Wednesday, March 08, 2006

Step Parenting Part 4 - Money

No discussion on blended families would be complete without talking about money. First, lets just accept the fact that NOBODY, regardless of what side you're on, feels like the monetary settlement in their divorce was fair. In Wisconsin, especially in Waukesha county, the courts place a heavy emphasis on equitable division of assets and use predetermined calculations for child support and maintenance (alimony). Who is at "fault" is completely irrelevant because, as I mentioned earlier, neither party is typically willing to admit their role in the failure of their marriage. If you worked or earned significantly more than your spouse, that does not mean you are due a higher percentage of your total assets. Wisconsin courts don't view assets or liabilities as "His" or "Hers".

Child support, in particular, is a sore spot for most people whether they are on the paying or receiving end. If you are married to someone paying support, it is important that you understand the following facts:
  1. Paying to support the children you brought into this world is not only a legal but a moral obligation.
  2. The court will determine the amount owed and there is very little you can do to change it.
  3. Step parents are not legally obligated to support their stepchildren. If your spouse's ex remarries, that does not imply a reduced support obligation on your spouse's part. Likewise, your income can not be considered in calculating support payments. This is something to remember when debates come up. My husband's ex knows she doesn't have rights to my income from a support perspective, but she did attempt to argue that while my husband should carry a life insurance policy, she shouldn't have to because if something happened to her, the children would be going to a two income household. Sorry, wrong answer. While I would support my stepkids because I love them, that does not mean she is any less obligated to plan for her children's future in the event of her death than my husband is.
  4. Accept the above facts and move on. Don't dwell on how the ex spends the money redecorating the house and taking trips while the kids come over in clothes that are torn and too small. There is nothing you can do about it and as wrong as you might think this is, the payee has no accountability to the payor. Once the money transfers hands, how it is used is none of your business.
That being said, the child support system (at least in Wisconsin) is royally screwed up. While laws have changed recently, you can not have your support order changed just because the laws changed. You must have a significant change in circumstances to have your support order modified.

Prior to these new laws, the most common type of order was a hybrid order. What that means is that the payor with two children pays a fixed amount or 25% of his/her income, whichever is more (this was to prevent the payor from taking a lower paying job just to reduce his/her support payments). The problem occurs because the support order is based upon a percentage of your spouse's annual income, but the actual payments due are calculated based upon monthly income.

§ DATASET ENTRIES
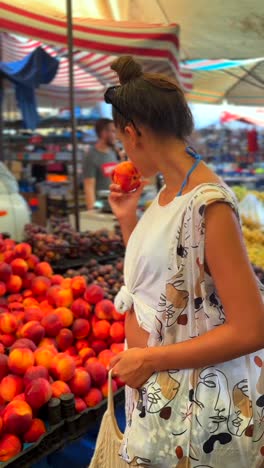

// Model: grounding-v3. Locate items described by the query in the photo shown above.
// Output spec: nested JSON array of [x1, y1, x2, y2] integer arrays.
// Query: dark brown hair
[[95, 119, 113, 138], [108, 56, 193, 140]]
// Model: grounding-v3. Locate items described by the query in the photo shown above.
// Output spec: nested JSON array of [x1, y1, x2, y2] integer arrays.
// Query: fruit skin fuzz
[[112, 161, 141, 193]]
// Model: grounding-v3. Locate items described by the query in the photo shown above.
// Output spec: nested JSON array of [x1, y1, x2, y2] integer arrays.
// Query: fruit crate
[[0, 421, 65, 468], [65, 388, 125, 443]]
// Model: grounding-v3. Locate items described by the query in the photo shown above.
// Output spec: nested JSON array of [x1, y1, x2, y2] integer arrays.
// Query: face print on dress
[[142, 371, 180, 419], [165, 274, 189, 328]]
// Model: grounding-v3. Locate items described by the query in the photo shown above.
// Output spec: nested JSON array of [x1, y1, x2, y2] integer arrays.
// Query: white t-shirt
[[115, 187, 201, 333]]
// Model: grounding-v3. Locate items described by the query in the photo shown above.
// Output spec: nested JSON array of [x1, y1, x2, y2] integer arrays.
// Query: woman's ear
[[124, 125, 138, 149]]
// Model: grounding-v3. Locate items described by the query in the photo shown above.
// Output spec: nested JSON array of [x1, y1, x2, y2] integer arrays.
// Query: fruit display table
[[0, 236, 124, 468]]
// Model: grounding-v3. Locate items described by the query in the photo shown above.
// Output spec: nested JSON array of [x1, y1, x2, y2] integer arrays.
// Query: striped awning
[[0, 1, 192, 105]]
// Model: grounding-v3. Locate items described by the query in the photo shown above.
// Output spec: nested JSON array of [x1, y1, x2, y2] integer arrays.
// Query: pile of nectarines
[[0, 236, 124, 462]]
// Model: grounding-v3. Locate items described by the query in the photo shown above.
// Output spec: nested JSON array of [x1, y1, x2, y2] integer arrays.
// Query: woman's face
[[117, 125, 158, 177]]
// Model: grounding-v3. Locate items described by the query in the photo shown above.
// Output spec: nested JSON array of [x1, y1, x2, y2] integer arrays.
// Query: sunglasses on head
[[104, 86, 142, 136]]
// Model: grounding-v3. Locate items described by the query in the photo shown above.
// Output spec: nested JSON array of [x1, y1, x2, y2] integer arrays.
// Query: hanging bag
[[89, 371, 128, 468]]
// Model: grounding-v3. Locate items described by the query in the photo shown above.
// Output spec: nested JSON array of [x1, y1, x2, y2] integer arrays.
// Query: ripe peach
[[55, 288, 73, 307], [24, 366, 49, 387], [11, 338, 37, 352], [20, 320, 45, 345], [23, 297, 39, 308], [91, 340, 107, 354], [93, 320, 110, 340], [41, 314, 63, 337], [110, 343, 125, 354], [0, 354, 9, 382], [27, 254, 40, 271], [15, 242, 32, 259], [3, 400, 32, 435], [35, 262, 53, 278], [46, 284, 61, 306], [8, 348, 35, 375], [6, 275, 22, 293], [50, 353, 76, 382], [25, 377, 52, 410], [98, 349, 115, 369], [101, 380, 118, 398], [0, 312, 18, 334], [95, 299, 114, 320], [22, 272, 36, 294], [38, 337, 57, 349], [84, 284, 104, 304], [112, 307, 126, 322], [39, 299, 54, 317], [71, 276, 86, 297], [51, 380, 71, 398], [0, 281, 6, 297], [0, 434, 22, 462], [75, 397, 87, 413], [12, 393, 26, 401], [85, 361, 107, 387], [112, 161, 141, 193], [110, 322, 125, 343], [83, 388, 103, 408], [79, 348, 95, 363], [0, 374, 24, 401], [54, 307, 73, 328], [71, 298, 92, 319], [0, 333, 16, 348], [51, 275, 64, 285], [34, 346, 58, 370], [68, 369, 91, 396], [75, 340, 89, 352], [31, 276, 50, 296], [23, 418, 46, 443], [72, 319, 91, 339], [56, 328, 74, 351], [10, 258, 28, 276], [1, 250, 16, 263], [25, 306, 43, 322], [0, 262, 12, 283]]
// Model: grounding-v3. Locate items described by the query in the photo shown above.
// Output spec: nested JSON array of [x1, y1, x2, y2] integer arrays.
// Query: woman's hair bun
[[111, 55, 143, 85]]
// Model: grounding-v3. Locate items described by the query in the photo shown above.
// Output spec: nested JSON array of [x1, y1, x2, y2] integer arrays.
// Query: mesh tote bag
[[89, 371, 128, 468]]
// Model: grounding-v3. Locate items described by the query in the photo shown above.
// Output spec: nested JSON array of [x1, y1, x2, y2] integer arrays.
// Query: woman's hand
[[110, 348, 154, 388], [109, 181, 148, 221]]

§ STATED TASK
Extend the step-parenting post on money and child support by writing what comes next after its final sentence.

§ EXERCISE RESPONSE
Let's look at a male payor who earns a straight salary of $96,000 annually and gets paid on the 15th and the 30th of each month, this is no problem. His rate will be based upon 25% of his gross income. Each month he will owe the greater of 25% of his $8000 monthly income or $2000. At the end of the year, he would've paid $24,000.

Now let's look at the same man working for a company that pays every other week. 8 months of the year, he gets paid twice and earns $6857. The other 4 months he gets paid three times and earns $10,286. Since 25% of $6857 is less than $2000, he will owe $2000 those eight months. The other four months, he will owe 25% of $10,286, or $2571.50. Because most payroll systems can't be programmed to handle this method, 25% will be taken from each paycheck. At the end of the year, the support agency will report $2286 in arrears on his account, which reflects an annual payment expectation of 27% of his income.

Even worse, consider a salesman who is paid a base salary plus commission. He may also earn $96,000 annually, but perhaps he only received his base salary for six months ($4000) and earns a great commission plus base the other six months ($12,000). Using the same hybrid formula above, he will be $6000 in arrears at the end of the year reflecting expected payments equally 30% of his annual income despite having an order based upon 25%.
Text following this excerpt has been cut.